ФРАГМЕНТ ДОКУМЕНТА:
=-=-=-=-=
Лёня освоил этот язык поразительно быстро. Начал где-то в шестьдесят девятом, а через год уже свободно читал, бегло говорил. Какое-то чудо. Его отъезд был делом как бы изначально решенным и имел, по крайней мере, одну необщую черту. Кроме прочего это была мечта о пересечении языковой границы: он ехал в страну того языка, который сам по себе – вне зависимости от содержания высказывания – является правдой .
Эта мечта говорит что-то очень важное о человеке. В юности Лёня казался мне похожим на Кафку, хотя реального сходства черт не было и тогда. Из-за худощавости все мускульное строение его лица было более проявлено, более заметно. Выдавался кадык. Губы твердо очерчены, нижняя слегка вывернута. Выражение лица обычно сумрачное. Зрачки темно блестели, и в них постоянно копилось напряжение. Чувствовалось, что он не способен хоть что-то принять на веру и во всем должен убедиться сам.
=-=-=-=-=
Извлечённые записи
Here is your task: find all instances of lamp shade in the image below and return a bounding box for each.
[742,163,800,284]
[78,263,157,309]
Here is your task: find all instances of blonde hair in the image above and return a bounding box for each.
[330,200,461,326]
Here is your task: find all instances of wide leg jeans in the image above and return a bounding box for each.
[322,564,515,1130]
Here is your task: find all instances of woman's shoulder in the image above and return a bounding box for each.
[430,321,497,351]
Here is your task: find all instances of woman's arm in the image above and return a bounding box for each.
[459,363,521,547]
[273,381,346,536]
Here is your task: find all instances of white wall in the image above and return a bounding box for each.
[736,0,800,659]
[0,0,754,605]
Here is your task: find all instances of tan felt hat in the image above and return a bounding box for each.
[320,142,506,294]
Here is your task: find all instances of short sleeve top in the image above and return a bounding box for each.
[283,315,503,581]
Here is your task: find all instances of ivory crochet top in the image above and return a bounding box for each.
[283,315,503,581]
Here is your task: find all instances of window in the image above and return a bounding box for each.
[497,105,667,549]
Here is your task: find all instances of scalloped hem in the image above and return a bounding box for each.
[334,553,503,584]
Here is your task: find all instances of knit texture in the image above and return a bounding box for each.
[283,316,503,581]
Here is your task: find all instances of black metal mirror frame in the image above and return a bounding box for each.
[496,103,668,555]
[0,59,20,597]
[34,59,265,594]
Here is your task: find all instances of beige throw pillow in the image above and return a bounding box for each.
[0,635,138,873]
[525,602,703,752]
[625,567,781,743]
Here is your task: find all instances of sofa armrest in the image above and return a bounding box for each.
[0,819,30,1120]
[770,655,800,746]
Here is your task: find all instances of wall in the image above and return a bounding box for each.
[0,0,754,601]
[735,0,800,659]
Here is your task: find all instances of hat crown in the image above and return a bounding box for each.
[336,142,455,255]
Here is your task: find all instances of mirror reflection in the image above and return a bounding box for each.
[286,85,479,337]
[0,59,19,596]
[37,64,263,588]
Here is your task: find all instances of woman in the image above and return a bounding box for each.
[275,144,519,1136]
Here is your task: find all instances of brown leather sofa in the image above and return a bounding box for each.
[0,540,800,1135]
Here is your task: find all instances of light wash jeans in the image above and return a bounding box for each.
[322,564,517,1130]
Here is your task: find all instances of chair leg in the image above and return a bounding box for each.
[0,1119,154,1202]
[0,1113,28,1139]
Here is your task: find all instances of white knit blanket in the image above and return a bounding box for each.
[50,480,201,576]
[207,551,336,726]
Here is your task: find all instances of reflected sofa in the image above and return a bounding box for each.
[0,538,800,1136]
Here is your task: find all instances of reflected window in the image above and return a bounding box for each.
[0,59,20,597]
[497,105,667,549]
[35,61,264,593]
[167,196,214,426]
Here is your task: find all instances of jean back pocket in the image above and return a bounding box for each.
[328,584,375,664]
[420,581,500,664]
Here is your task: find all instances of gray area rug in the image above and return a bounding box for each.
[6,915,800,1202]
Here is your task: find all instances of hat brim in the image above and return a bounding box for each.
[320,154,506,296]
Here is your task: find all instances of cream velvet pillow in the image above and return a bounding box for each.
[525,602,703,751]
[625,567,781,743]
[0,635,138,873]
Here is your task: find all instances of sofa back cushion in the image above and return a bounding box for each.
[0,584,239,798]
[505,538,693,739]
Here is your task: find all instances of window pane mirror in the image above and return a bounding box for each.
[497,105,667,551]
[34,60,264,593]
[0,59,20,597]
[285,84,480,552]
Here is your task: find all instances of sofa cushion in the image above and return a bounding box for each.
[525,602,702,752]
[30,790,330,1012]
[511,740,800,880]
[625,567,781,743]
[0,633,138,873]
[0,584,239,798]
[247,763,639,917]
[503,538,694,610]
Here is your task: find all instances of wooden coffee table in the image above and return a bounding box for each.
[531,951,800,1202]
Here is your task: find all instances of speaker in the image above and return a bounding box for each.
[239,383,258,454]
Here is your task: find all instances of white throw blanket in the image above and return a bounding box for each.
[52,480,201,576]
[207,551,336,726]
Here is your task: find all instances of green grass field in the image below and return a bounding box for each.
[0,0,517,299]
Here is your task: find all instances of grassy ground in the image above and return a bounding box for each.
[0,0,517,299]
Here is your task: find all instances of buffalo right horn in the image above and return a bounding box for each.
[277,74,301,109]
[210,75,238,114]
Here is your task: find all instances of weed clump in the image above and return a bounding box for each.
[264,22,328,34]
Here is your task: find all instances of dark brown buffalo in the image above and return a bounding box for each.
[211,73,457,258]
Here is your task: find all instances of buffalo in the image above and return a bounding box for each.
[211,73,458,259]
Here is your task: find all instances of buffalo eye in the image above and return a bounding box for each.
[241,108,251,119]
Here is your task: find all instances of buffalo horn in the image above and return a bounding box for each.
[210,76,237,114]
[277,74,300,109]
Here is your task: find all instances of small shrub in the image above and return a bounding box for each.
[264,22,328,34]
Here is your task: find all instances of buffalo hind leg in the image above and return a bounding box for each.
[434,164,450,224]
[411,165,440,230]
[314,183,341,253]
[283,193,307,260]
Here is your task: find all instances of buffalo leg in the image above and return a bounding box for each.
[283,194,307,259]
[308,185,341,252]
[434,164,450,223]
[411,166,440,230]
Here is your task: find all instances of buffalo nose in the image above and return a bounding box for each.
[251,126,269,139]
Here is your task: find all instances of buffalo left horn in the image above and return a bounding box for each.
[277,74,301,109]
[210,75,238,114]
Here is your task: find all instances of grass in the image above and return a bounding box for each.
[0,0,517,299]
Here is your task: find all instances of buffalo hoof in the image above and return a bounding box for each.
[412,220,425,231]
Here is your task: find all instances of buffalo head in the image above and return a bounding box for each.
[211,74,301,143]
=-=-=-=-=
РАБОЧЕЕ ЗАДАНИЕ A:
Ответьте на вопросы по фрагменту о Лёне:
(i) В каком году, примерно, Лёня начал осваивать язык?
(ii) На кого Лёня казался похожим в юности?
(iii) Какой была его нижняя губа?
РАБОЧЕЕ ЗАДАНИЕ B: Продолжите фрагмент о Лёне, начав сразу после его последнего предложения.

ИТОГОВЫЙ ОТВЕТ A:
(i) Где-то в шестьдесят девятом.
(ii) На Кафку.
(iii) Слегка вывернутой.

ИТОГОВЫЙ ОТВЕТ B:
Но сравнение не кажется мне случайным. Кафка говорил в свое время (Яноуху): «Я мечтал поехать в Палестину, чтобы работать на заводе или на земле». – «И вы бы все здесь бросили?» – «Все, чтобы найти жизнь полную смысла, в спокойствии и красоте». [4]Лёня не знал этих слов, но его предотъездные стихи почти повторяют Кафку:
Я совершать бы мог по чести и добру
ту виноградарей прозрачную работу
по сбору гроздьев, над которыми восходы
с росою сплачивают солнце поутру.
По локоть почвой окружалась бы рука,
и час, подверженный рачительному сдвигу,
тяжелым зноем отражался б от виска
для размещения в плодах осуществимых.
Там этих прелестей пристанище и храм,
предрасположенность там к перечню благому —
а что же и куда же деться нам,
из омута кидающимся в омут.
И запомним еще, что Кафка писал в дневнике о своем свойстве быть «человеком со слишком большой тенью».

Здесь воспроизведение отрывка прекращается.